What you are asked to do: Please give back only the part of the listing starting at the line containing "of the microphone" and ending at the line containing "column 120, row 34", with "central" substituted for each "innermost" and nothing else altered.

-- BEGIN Material for this exercise --

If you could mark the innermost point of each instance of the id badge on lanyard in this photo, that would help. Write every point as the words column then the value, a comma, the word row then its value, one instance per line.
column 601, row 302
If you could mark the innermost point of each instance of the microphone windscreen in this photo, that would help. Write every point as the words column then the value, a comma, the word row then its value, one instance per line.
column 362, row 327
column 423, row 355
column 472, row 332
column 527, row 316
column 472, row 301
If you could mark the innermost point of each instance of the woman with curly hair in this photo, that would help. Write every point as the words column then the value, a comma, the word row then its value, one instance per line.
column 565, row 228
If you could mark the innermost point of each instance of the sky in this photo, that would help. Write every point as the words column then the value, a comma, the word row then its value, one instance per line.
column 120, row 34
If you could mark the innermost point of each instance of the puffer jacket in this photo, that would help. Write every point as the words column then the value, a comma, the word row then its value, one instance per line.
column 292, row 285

-- END Material for this exercise --
-- BEGIN Material for this exercise --

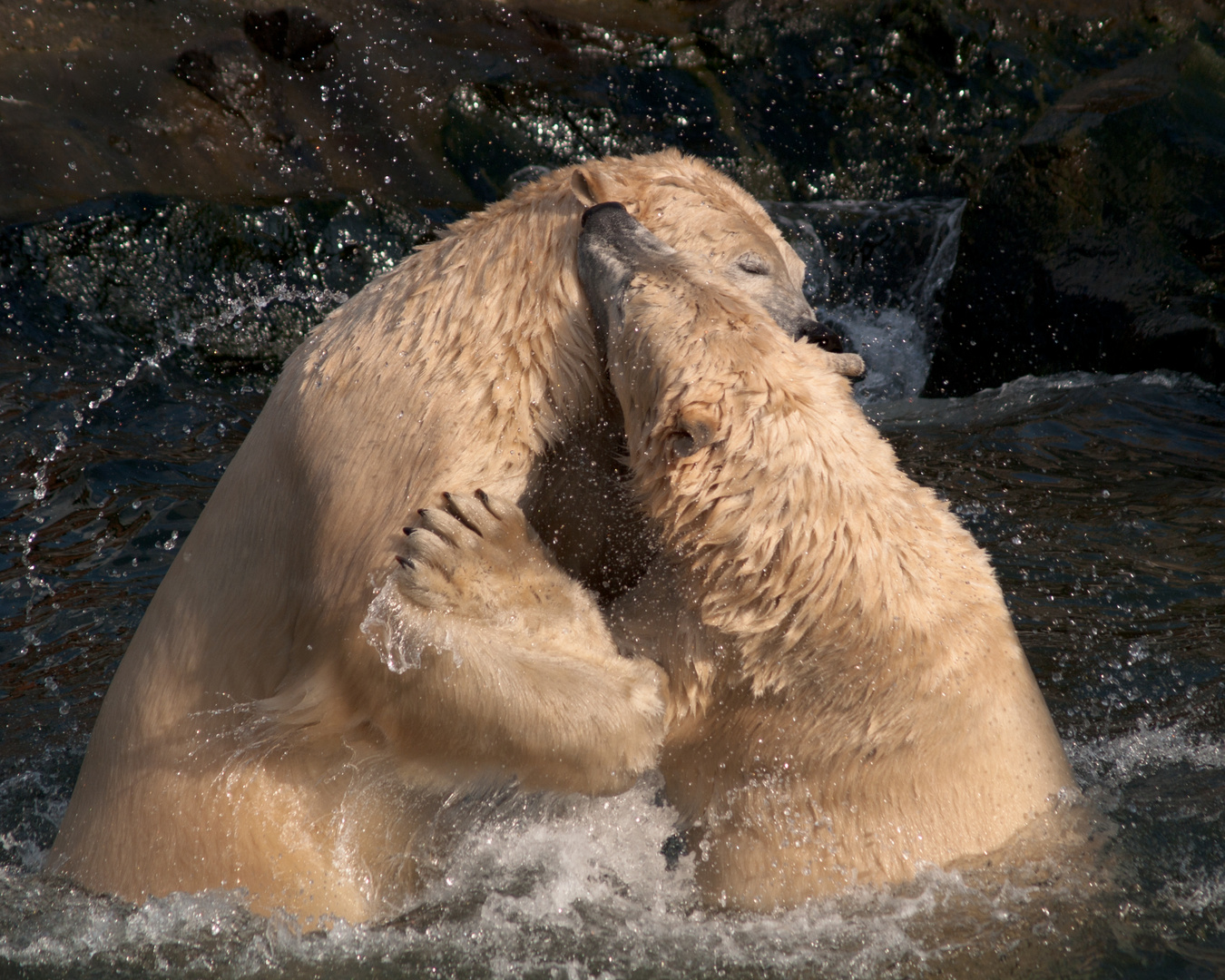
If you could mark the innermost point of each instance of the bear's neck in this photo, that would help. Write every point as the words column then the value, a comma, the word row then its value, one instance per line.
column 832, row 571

-- END Material for this exercise --
-- BEGIN Material for this exercise --

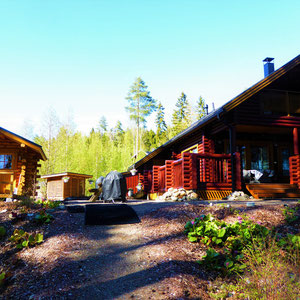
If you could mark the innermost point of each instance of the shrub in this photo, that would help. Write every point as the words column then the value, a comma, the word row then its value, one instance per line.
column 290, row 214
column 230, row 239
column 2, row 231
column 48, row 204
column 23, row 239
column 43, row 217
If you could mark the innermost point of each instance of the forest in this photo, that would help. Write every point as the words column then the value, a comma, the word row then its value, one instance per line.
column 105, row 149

-- END Material for this exercise --

Full response:
If you could mark the central point of each instance of the microphone windscreen in this photo, that would help. Write every point as the words column then the value, a comma, the word row then its value, one instance per line.
column 362, row 327
column 423, row 355
column 472, row 332
column 527, row 316
column 472, row 301
If you could mark the central point of each instance of the woman with curly hair in this photo, that would help. Write every point as the words column then the value, a comma, the word row then its value, one instance per line.
column 565, row 228
If you could mark the central point of each instance of the sky in this photo, that would help. Write every point as the words column then the value, a comma, the word row then its value, one instance per line.
column 120, row 34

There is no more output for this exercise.